[INSTRUCTIONS FOR THE TASK]
Recast the rows as a numbered list, beginning at the first row and running through the line containing "[[[54,35],[54,62],[65,62],[66,56],[66,34],[58,31]]]", with blank lines dropped.

(Stored dataset items)
>>>
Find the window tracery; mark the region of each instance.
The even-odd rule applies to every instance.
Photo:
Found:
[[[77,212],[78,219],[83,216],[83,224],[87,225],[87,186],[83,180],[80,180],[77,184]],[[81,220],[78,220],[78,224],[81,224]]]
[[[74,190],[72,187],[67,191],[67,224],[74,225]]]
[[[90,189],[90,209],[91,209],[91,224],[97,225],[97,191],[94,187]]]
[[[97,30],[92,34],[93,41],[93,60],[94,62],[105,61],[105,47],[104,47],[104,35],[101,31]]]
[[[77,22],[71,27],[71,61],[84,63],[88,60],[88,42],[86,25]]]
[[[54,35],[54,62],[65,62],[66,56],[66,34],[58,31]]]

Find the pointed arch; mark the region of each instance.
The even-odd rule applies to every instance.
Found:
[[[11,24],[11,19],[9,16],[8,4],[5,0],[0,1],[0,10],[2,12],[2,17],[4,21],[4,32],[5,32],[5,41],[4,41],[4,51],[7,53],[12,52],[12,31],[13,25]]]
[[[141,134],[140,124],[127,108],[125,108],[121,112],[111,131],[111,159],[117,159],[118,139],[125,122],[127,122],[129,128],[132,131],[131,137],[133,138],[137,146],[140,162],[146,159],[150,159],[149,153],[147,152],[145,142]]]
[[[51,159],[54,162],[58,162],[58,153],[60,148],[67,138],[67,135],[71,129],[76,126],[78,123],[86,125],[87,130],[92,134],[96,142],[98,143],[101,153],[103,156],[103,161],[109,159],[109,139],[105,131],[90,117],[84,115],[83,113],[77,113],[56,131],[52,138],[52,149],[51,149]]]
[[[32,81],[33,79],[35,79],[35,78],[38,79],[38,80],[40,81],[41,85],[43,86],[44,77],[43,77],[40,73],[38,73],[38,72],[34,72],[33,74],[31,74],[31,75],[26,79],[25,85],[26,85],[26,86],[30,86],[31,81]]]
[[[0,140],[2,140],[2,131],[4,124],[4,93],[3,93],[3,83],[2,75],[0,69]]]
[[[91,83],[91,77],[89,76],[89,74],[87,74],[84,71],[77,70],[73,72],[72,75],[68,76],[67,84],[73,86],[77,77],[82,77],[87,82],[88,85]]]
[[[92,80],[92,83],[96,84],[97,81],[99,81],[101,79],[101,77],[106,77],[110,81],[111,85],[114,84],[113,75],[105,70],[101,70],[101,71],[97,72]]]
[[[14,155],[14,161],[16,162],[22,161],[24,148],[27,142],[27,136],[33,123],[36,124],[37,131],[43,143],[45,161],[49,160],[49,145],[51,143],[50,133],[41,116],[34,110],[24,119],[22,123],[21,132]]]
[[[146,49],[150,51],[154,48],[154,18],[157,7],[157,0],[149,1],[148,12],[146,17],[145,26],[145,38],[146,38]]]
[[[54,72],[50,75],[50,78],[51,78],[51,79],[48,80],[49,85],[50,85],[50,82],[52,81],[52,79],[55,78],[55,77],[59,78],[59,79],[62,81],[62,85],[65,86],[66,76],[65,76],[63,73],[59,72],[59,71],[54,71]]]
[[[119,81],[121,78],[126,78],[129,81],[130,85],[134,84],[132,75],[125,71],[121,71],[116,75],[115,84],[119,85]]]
<<<
[RESULT OF THIS EXERCISE]
1. Find the window tracery; mark the region of each instance.
2. The even-odd rule applies to every instance.
3. Photo:
4. Found:
5. [[[77,212],[78,219],[83,216],[83,224],[87,225],[87,186],[83,180],[80,180],[77,184]],[[81,220],[78,220],[78,224],[81,224]]]
6. [[[74,190],[72,187],[67,191],[67,224],[74,225]]]
7. [[[90,189],[90,209],[91,209],[91,224],[97,225],[97,191],[94,187]]]
8. [[[97,30],[92,34],[93,41],[93,60],[94,62],[105,61],[105,47],[104,47],[104,35],[101,31]]]
9. [[[77,22],[71,27],[71,61],[84,63],[88,60],[88,42],[86,25]]]
10. [[[54,35],[54,62],[65,62],[66,56],[66,34],[58,31]]]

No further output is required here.